Improving Out-of-Distribution Detection by Combining Existing Post-hoc Methods
Paul Novello, Yannick Prudent, Joseba Dalmau, Corentin Friedrich, Yann Pequignot
TL;DR
The paper tackles the challenge that no single post-hoc OOD detector dominates across datasets by proposing to fuse many existing OOD scores. It introduces four multivariate combination strategies—Majority Vote, Empirical CDF, Copula-based CDF, and Center-Outward Quantiles—and extends evaluation metrics to multidimensional detectors. Through extensive experiments on OpenOOD across CIFAR-10/100 and ImageNet-200, it shows that score fusion consistently improves AUROC over the best individual detectors and provides practical guidelines for selecting combinations with or without access to OOD data, including Outlier Exposure. The approach is flexible, scalable to different tasks, and comes with open-source code to facilitate adoption in safety-critical applications. The work thus offers a principled, data-efficient route to more robust OOD detection by leveraging complementary information across many existing detectors.

_SUPPLIED MATERIAL_
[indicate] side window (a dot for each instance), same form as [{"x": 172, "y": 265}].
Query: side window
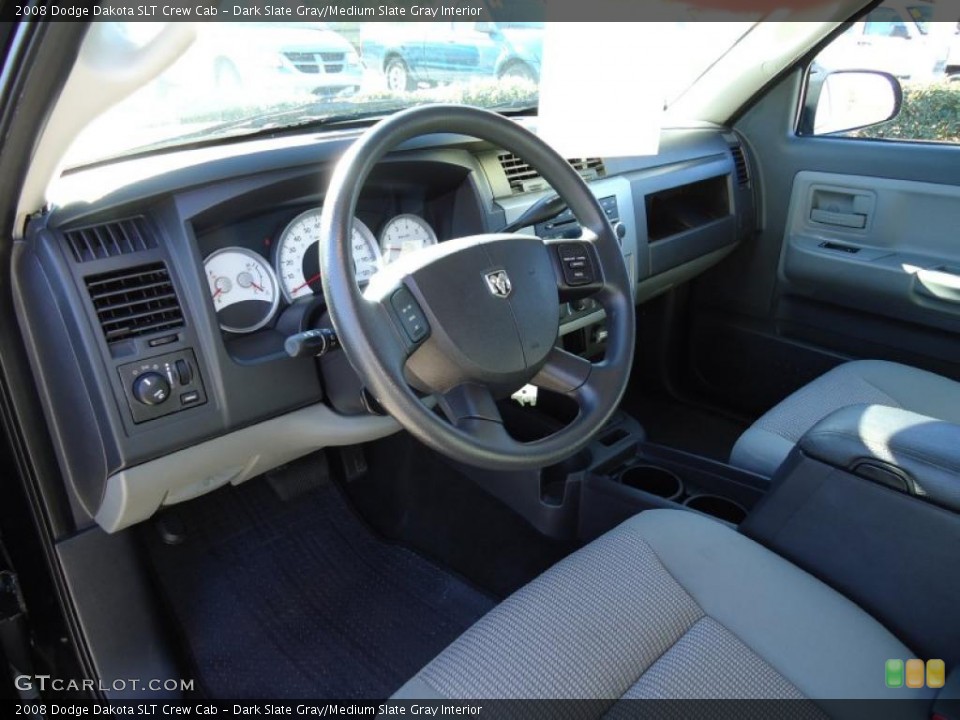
[{"x": 904, "y": 39}]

_SHORT PROBLEM_
List every multivariate combination strategy that the OOD detection paper summary introduces.

_REPLY TO THE TASK_
Majority Vote, Empirical CDF, Copula-based CDF, and Center-Outward Quantiles